Point localization data:

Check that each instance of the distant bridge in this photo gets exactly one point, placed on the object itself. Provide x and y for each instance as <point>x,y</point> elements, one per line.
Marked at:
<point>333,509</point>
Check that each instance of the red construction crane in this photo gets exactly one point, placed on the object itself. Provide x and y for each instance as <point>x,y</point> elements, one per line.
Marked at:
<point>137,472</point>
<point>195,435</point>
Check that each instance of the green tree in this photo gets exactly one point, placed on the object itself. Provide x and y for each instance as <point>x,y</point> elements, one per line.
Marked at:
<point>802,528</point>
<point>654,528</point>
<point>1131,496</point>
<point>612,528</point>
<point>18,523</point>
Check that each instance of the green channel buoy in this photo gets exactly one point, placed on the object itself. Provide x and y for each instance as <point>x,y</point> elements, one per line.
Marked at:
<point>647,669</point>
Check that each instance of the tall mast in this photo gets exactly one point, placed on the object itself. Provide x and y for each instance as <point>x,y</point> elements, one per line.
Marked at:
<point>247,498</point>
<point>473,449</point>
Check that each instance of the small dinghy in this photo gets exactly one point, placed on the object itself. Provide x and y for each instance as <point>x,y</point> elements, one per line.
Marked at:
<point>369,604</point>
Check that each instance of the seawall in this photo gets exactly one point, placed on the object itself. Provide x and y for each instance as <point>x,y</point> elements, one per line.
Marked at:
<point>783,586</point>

WORK REQUIRED:
Please copy each line of the entries in which the word "green" shows up.

YOUR RESPONSE:
Check that each instance of the green tree in this photo gets exactly one point, placed on the object itself. Provide x and y for each instance as <point>x,y</point> elements, one per line.
Check that each instance of the green channel buoy in this photo gets exactly one point, placed on the object itself. Provide x and y for each instance as <point>x,y</point> elements, one per line.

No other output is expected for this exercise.